Records contained in a dataset

----

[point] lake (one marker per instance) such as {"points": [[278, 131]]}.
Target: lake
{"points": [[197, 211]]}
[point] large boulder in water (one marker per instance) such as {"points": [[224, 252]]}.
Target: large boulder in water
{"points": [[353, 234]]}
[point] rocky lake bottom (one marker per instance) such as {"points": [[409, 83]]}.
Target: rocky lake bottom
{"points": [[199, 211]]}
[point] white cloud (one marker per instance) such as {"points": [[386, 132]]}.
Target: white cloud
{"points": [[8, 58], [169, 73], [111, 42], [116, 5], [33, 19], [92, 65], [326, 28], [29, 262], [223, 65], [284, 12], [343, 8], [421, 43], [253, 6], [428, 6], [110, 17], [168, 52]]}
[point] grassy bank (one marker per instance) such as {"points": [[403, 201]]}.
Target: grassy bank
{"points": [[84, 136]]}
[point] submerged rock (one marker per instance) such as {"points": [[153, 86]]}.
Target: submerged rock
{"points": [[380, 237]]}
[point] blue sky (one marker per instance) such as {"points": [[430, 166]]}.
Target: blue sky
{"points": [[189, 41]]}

----

# [Exercise aim]
Recopy the entries above exactly, with every line included.

# [Output for this task]
[point] lake (one marker per instance) such as {"points": [[278, 131]]}.
Target: lake
{"points": [[197, 211]]}
[point] large boulder in water (one marker per instance) such as {"points": [[224, 252]]}.
Target: large boulder in water
{"points": [[353, 234]]}
[point] rocky lake bottom (one marker per instance) such as {"points": [[409, 83]]}.
Target: rocky lake bottom
{"points": [[199, 211]]}
[point] white cloud (one marker per instance) such as {"points": [[386, 132]]}.
Target: white cloud
{"points": [[8, 58], [169, 73], [111, 42], [116, 5], [33, 19], [92, 65], [326, 28], [29, 262], [223, 65], [284, 12], [343, 8], [421, 43], [253, 6], [428, 6], [110, 17], [168, 52]]}
[point] grassy bank (one marker per instance) such as {"points": [[403, 201]]}.
Target: grassy bank
{"points": [[84, 136]]}
[point] submerged rock (one marker per instance) such as {"points": [[153, 86]]}.
Target: submerged rock
{"points": [[380, 237]]}
[point] blue sky (one marker per instance) such as {"points": [[430, 166]]}.
Target: blue sky
{"points": [[189, 41]]}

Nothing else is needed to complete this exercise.